*** Opening Text block ***

People like to talk about principle. Clients will often walk through our doors and say that “the principle is worth fighting for, regardless of the cost.” And some principles really are worth fighting for. But is this always true? Does principle always outweigh the cost? Consider same-sex marriage. People have all sorts of principles that make them either for or against it. In fact, more often than not the subject is considered only through the very narrow lens of principle. Opponents consider it to be a matter of religion or morality. Proponents consider it to be a matter of discrimination and civil rights. But both sides are missing a significant point – there is a very real financial impact.
Each and every taxpayer bears a financial burden when same-sex marriage is not legally recognized. It doesn’t matter whether you are for or against same-sex marriage, it is regardless of your sexual orientation, and it is irrelevant if most of your friends are gay or none of them are; YOU are subject to a negative financial impact when the law does not recognize same-sex marriage.

*** Closing Text block ***
*** Opening Source information ***

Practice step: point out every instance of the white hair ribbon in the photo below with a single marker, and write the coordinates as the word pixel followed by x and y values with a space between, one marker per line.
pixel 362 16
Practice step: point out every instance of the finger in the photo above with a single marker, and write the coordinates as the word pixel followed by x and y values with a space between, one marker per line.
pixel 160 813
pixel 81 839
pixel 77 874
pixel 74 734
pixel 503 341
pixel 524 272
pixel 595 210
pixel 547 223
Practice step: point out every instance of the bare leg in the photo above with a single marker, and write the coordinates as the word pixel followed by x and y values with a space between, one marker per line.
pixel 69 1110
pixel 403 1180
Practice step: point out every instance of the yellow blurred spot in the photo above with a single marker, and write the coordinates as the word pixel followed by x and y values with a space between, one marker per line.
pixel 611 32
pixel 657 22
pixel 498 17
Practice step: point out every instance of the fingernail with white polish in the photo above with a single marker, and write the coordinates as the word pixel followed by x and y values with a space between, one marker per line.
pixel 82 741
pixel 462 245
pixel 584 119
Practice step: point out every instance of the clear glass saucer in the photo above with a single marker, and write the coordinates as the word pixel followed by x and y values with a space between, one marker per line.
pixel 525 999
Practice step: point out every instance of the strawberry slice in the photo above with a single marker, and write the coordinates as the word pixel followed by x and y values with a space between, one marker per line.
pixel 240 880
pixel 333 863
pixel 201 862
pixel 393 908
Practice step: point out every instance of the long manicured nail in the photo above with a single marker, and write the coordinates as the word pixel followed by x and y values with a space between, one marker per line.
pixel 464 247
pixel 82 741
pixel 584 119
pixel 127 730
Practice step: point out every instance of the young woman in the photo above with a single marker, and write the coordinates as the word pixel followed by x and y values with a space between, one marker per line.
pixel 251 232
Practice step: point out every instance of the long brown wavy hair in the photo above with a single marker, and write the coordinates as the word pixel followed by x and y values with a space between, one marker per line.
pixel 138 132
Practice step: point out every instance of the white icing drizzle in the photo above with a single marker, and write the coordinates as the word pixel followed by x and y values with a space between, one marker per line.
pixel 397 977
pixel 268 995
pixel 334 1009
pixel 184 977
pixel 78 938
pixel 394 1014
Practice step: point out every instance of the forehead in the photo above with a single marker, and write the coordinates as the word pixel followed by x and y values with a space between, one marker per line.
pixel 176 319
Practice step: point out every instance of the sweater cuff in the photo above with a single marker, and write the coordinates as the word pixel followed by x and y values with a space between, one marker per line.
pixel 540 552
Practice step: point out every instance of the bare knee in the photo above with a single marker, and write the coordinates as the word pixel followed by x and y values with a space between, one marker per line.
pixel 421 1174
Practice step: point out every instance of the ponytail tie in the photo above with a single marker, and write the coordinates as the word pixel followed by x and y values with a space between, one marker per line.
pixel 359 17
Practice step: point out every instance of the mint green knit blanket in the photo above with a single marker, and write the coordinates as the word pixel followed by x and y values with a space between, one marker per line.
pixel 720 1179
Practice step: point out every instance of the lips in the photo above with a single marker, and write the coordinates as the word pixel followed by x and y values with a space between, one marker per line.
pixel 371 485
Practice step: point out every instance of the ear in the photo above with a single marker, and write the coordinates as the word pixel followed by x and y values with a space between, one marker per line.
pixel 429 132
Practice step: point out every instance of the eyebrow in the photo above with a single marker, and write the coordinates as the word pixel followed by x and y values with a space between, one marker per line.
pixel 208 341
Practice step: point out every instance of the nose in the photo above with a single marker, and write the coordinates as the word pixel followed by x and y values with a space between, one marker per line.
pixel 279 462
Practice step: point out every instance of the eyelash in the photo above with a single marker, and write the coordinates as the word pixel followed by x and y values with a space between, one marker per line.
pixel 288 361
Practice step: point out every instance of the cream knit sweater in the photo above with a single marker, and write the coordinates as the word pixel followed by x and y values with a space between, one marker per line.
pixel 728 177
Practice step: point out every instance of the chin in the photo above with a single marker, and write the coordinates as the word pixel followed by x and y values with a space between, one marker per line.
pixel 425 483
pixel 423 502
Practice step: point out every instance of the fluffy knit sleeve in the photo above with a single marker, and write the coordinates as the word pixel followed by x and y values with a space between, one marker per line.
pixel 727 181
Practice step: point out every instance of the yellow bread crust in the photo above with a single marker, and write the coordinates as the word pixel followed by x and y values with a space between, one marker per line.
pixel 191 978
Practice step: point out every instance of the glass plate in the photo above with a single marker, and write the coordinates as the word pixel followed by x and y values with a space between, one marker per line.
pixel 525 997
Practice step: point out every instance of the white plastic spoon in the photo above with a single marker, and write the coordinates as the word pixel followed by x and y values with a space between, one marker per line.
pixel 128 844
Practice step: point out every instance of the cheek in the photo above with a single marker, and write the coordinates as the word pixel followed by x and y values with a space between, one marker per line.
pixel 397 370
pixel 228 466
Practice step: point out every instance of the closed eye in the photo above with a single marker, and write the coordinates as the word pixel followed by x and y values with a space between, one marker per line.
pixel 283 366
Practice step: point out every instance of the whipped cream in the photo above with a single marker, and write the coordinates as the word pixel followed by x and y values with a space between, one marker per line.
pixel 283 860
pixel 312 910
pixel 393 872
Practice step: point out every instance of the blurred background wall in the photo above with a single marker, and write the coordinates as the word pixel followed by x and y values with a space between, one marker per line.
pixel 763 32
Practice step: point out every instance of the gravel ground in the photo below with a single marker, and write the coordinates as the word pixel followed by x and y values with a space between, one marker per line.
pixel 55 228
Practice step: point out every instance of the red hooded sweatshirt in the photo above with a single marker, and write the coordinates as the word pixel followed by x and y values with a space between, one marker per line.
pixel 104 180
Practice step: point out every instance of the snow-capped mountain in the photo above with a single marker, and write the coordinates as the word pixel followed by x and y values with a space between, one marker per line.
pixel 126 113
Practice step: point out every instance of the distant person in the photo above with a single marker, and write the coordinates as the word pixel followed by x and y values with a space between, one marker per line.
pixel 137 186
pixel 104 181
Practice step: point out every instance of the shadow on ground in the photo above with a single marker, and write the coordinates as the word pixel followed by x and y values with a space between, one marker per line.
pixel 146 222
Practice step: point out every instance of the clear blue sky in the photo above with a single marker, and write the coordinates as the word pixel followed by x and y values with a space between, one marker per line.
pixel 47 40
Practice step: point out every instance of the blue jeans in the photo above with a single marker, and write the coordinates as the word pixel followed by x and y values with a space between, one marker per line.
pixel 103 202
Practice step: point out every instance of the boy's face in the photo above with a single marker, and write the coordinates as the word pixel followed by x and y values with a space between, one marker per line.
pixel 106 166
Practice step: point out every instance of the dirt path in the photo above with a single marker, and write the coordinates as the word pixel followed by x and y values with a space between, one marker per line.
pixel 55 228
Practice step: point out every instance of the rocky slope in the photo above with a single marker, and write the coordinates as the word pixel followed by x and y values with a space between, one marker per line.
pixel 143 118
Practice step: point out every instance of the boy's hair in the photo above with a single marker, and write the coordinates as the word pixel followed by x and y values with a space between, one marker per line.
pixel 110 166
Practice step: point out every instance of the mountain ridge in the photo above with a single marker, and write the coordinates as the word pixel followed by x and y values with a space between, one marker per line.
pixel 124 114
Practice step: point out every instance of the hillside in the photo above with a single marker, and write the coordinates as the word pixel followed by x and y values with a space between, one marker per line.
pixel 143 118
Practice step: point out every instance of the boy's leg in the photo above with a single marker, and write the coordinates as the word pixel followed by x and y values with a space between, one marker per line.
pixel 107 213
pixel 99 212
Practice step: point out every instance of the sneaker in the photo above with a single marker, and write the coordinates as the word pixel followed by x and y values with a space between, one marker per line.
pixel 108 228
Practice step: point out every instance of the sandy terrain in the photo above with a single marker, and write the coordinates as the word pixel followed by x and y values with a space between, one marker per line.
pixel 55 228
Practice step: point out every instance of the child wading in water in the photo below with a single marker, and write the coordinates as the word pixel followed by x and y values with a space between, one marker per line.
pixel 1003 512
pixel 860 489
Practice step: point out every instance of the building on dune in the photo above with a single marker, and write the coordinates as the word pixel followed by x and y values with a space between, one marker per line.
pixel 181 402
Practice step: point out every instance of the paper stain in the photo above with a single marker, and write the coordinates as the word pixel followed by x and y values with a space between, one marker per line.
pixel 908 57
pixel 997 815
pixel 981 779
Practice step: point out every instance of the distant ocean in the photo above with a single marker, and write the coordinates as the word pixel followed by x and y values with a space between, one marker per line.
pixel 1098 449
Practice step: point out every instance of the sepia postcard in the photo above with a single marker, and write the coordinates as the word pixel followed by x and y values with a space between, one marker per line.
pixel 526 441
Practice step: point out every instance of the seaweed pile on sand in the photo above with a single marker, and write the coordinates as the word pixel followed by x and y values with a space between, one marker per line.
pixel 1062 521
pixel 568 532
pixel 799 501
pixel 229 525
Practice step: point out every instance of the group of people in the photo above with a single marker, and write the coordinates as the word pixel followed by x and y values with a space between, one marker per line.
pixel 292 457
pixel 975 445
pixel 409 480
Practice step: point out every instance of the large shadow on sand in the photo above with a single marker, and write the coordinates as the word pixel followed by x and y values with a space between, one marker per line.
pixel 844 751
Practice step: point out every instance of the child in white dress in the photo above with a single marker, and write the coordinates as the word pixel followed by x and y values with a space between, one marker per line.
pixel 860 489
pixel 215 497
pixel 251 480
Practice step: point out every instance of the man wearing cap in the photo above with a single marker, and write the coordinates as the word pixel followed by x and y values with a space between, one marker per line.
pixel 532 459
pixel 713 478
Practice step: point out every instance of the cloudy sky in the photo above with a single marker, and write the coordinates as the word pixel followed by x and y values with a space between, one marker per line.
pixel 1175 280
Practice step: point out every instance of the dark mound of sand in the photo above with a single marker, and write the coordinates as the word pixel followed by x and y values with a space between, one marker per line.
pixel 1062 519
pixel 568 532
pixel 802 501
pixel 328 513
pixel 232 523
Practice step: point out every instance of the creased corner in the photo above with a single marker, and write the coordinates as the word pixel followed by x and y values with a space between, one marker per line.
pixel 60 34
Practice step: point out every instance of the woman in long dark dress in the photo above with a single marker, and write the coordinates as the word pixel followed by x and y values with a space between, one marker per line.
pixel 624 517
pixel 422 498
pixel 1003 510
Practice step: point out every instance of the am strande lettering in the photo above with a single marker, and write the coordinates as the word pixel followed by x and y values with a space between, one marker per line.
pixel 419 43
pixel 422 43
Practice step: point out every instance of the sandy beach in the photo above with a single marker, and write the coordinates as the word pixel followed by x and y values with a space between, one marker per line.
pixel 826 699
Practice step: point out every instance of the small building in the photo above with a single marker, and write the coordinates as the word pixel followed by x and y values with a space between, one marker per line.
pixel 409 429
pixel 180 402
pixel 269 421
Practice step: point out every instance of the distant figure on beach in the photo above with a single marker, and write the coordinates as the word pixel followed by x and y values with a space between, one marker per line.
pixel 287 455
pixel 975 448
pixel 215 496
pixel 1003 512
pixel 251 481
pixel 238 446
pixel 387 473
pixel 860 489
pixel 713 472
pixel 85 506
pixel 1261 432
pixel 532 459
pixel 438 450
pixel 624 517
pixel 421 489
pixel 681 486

*** Closing Source information ***

**Problems to solve**
1) In the passage on same-sex marriage, what do opponents consider the subject to be a matter of?
2) Restate the paragraph of the passage on same-sex marriage that begins "Each and every taxpayer" as a short bulleted list, keeping its main facts.

**Outputs by task**
1) Opponents consider it a matter of religion or morality.

2)
- Every taxpayer bears a financial burden when same-sex marriage is not legally recognized.
- This applies whether a person is for or against same-sex marriage.
- It applies regardless of sexual orientation.
- It applies whether most of a person's friends are gay or none are.